(EXERCISE INPUT)
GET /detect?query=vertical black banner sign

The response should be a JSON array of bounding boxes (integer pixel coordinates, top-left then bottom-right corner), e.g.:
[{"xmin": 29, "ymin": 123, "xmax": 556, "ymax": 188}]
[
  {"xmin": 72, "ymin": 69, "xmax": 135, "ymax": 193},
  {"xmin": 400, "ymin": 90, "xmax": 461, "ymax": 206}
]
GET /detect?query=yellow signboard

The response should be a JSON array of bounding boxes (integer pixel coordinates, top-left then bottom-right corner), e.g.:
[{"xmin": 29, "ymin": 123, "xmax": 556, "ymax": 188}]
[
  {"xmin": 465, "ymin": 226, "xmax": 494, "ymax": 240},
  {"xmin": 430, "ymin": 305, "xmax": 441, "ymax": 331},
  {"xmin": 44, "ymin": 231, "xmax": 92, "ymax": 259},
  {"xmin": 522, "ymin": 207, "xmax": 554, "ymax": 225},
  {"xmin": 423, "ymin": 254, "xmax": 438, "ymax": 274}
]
(End EXERCISE INPUT)
(EXERCISE INPUT)
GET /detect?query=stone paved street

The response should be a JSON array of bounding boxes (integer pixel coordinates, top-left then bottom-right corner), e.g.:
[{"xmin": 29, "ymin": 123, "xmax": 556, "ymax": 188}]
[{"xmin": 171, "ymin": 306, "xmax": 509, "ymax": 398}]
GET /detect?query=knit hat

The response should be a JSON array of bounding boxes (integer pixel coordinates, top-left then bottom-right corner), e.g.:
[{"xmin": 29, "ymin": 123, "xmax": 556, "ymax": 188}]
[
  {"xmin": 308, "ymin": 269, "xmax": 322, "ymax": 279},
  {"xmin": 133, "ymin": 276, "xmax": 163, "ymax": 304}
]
(End EXERCISE INPUT)
(EXERCISE INPUT)
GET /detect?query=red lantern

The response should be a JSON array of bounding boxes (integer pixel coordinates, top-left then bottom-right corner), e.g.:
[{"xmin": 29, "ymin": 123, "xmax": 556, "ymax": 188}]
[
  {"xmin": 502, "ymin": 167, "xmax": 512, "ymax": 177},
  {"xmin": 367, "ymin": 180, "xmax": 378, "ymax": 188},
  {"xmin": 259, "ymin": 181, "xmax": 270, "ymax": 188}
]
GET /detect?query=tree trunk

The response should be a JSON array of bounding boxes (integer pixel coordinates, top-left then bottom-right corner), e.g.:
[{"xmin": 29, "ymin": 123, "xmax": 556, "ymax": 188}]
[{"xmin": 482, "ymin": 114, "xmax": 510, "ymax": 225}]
(End EXERCISE INPUT)
* PROBLEM STATEMENT *
Only a number is expected in reply: how many lines of the entries hold the word "detect"?

* RESULT OF THE TASK *
6